§ Work instruction:
Filter the material below so that only lines containing "beam" remain.

§ Listed entries:
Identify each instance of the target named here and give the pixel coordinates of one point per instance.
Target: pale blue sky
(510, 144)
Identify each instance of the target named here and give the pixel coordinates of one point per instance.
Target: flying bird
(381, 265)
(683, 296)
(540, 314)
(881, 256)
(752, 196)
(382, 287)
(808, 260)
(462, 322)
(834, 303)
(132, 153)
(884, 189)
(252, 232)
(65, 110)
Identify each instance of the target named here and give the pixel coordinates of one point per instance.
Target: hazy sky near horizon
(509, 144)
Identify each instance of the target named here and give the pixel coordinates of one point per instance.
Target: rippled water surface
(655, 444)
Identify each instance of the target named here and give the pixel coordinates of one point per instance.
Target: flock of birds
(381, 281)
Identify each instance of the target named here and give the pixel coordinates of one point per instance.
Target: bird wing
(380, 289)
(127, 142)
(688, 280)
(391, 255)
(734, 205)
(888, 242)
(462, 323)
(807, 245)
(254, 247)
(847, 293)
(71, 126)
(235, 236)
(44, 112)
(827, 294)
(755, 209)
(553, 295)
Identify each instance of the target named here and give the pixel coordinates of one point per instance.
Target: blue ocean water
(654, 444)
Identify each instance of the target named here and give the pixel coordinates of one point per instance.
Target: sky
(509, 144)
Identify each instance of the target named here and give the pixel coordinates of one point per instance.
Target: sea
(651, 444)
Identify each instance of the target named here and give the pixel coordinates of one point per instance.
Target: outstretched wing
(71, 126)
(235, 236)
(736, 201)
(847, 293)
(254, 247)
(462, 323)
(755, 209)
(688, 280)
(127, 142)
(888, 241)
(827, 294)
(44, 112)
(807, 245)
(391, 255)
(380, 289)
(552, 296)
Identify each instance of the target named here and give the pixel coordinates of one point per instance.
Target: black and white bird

---

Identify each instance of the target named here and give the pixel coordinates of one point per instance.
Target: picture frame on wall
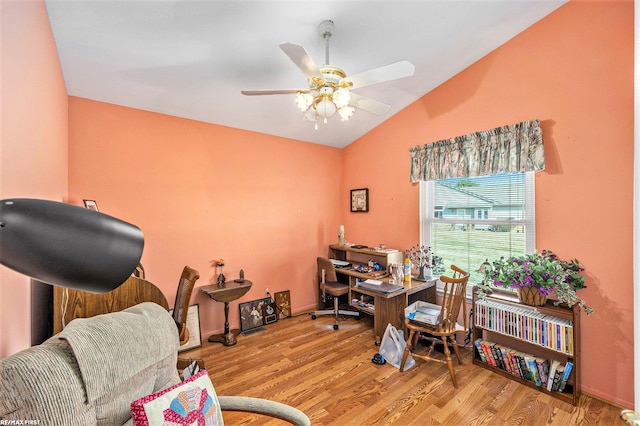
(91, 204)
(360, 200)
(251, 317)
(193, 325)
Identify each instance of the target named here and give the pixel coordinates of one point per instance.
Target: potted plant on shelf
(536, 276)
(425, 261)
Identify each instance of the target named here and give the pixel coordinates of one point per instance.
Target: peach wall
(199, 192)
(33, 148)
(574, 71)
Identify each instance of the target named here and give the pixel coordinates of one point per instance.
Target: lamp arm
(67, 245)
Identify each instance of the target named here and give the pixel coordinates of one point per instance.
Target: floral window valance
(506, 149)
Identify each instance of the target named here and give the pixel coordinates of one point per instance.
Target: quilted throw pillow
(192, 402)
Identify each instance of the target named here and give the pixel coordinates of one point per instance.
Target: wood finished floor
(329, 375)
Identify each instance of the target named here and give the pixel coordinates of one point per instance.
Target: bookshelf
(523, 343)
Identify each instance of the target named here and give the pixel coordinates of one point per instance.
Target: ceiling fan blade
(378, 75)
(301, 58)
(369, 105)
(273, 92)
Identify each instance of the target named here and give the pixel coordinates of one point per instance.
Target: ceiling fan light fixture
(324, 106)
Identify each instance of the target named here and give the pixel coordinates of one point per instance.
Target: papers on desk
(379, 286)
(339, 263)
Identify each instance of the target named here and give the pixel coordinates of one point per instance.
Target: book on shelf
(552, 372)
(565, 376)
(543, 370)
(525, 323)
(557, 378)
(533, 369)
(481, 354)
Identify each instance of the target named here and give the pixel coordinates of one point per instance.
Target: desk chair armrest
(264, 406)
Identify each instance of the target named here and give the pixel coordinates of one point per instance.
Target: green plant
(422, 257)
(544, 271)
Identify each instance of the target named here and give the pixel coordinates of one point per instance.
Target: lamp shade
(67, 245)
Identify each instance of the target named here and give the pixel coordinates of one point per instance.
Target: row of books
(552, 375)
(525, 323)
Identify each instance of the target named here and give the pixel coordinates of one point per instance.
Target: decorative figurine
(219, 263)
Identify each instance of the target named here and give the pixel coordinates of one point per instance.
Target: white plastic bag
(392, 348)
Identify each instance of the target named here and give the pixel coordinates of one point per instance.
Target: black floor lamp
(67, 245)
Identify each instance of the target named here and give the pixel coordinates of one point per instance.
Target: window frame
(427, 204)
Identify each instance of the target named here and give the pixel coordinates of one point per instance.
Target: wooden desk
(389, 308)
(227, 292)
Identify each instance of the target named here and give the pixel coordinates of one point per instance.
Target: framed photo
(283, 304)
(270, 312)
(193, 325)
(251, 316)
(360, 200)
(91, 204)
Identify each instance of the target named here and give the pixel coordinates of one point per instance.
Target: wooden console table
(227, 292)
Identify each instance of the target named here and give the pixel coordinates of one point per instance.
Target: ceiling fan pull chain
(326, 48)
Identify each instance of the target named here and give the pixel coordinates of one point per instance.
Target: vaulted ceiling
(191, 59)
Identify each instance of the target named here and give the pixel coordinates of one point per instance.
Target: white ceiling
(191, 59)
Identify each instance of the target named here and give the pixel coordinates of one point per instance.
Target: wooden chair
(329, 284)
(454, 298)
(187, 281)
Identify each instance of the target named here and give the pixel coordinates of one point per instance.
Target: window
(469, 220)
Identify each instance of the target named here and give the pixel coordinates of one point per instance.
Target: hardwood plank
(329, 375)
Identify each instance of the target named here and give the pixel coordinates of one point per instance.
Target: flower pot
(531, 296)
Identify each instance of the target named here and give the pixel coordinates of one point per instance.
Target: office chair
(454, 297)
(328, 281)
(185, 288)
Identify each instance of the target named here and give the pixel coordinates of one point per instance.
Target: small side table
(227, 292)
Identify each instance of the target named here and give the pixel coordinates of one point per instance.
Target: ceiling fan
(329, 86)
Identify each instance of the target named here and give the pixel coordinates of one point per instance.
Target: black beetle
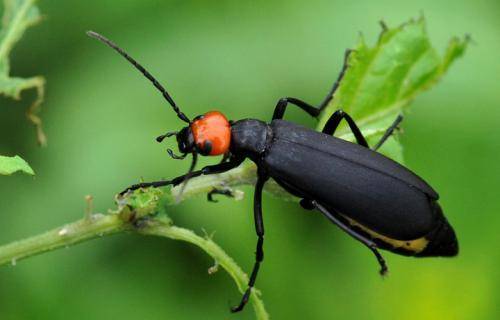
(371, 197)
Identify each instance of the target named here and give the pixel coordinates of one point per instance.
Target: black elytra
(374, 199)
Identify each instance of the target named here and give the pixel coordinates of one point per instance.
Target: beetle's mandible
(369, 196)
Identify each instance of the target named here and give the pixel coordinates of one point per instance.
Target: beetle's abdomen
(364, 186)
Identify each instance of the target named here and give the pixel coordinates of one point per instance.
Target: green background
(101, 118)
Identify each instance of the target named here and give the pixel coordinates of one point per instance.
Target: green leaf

...

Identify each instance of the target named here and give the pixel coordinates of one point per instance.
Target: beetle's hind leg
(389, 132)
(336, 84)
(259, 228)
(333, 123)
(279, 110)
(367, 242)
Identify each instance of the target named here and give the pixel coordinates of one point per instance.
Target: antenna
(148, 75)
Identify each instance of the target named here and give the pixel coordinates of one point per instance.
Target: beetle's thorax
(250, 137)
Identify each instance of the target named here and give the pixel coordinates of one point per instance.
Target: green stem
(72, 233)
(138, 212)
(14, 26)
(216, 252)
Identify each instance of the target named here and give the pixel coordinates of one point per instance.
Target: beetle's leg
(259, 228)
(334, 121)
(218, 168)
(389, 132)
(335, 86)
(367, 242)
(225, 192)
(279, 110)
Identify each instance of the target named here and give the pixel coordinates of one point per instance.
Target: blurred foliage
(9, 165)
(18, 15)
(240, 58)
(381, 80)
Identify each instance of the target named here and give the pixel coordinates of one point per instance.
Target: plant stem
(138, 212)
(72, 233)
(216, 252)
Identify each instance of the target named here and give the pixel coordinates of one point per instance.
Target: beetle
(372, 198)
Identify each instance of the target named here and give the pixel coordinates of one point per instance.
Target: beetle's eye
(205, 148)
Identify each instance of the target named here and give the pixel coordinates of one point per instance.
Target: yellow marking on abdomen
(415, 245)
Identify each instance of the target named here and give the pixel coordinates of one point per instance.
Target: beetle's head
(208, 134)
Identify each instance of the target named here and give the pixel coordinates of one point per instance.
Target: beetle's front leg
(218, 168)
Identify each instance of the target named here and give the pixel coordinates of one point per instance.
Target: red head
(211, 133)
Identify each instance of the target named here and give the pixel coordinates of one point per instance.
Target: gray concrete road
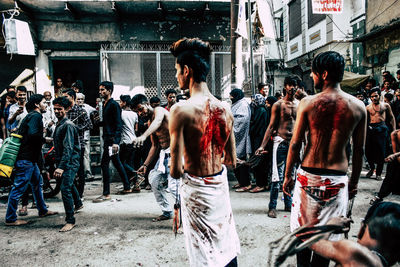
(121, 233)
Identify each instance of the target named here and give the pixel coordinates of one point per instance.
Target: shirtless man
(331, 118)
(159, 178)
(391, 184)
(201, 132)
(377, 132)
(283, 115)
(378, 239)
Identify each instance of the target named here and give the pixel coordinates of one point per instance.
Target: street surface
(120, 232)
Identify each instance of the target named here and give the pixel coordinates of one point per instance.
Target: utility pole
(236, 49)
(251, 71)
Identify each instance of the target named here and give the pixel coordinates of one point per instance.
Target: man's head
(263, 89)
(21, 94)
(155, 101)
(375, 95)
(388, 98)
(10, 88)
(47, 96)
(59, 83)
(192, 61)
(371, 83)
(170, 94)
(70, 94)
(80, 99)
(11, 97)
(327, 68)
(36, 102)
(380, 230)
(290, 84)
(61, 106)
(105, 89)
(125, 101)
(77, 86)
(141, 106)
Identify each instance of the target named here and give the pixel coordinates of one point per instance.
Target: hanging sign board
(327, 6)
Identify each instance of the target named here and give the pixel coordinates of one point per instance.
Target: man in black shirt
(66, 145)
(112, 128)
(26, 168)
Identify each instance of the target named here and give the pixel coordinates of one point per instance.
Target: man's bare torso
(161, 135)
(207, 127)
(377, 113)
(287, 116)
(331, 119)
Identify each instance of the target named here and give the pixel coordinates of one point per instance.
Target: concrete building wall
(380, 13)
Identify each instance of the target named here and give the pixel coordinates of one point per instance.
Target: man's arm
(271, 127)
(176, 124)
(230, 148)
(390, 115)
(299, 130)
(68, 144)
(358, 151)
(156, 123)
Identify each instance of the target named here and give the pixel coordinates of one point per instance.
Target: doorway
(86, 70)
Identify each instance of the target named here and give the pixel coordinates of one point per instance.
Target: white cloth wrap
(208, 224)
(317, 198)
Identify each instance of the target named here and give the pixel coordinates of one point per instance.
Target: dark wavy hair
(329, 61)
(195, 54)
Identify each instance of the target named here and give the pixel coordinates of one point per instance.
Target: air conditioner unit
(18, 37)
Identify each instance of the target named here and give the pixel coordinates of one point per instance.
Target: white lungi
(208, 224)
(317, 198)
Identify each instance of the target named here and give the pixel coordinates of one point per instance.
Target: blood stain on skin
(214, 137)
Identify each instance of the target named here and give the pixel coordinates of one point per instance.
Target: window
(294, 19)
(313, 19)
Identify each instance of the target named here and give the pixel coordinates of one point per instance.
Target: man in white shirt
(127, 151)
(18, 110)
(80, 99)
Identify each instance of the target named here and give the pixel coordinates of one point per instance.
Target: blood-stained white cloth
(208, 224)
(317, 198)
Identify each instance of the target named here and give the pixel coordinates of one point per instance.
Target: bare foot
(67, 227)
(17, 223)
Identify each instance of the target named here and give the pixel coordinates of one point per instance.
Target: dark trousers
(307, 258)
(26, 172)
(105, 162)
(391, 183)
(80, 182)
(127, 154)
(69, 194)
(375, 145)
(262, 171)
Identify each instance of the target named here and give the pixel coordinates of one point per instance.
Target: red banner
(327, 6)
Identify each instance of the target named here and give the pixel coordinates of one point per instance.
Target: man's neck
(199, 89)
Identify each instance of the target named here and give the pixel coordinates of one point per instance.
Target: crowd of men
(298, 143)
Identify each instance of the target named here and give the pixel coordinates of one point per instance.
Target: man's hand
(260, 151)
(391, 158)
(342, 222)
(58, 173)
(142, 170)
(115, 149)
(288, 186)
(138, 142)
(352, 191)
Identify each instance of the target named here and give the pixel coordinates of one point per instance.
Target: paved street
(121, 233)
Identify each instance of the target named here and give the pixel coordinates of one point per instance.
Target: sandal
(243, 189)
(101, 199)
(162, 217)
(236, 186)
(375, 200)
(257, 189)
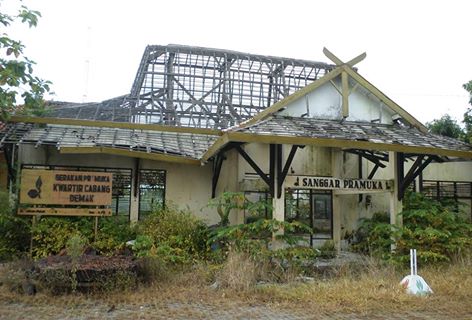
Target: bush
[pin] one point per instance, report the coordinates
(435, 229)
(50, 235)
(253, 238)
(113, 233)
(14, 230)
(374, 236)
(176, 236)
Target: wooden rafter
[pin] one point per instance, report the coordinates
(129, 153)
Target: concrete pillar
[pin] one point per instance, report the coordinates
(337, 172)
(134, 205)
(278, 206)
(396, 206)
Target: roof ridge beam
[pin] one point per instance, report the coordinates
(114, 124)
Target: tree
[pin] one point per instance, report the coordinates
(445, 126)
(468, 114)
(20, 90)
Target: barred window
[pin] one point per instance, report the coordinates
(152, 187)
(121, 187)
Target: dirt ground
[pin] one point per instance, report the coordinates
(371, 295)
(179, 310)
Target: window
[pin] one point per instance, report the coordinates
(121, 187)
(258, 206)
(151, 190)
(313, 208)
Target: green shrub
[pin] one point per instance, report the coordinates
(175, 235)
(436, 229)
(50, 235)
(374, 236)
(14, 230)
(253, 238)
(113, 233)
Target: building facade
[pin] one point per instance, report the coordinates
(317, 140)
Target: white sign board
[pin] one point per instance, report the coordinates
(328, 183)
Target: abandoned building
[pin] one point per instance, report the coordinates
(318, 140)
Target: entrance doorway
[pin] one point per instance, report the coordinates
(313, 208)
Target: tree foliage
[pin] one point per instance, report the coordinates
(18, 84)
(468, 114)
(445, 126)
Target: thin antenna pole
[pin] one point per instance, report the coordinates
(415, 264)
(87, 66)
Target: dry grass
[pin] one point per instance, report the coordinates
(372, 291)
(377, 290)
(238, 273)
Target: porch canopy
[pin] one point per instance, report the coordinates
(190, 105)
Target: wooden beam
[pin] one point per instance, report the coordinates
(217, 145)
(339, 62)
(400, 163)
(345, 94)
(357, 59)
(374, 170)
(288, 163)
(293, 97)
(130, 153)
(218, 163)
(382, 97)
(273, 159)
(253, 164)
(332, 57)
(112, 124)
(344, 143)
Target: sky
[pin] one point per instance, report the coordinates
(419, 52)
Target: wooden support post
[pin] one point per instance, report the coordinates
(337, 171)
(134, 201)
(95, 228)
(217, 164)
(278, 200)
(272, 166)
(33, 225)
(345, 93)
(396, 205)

§ Finished exercise:
Target: roof ridge beam
Target: wooden beam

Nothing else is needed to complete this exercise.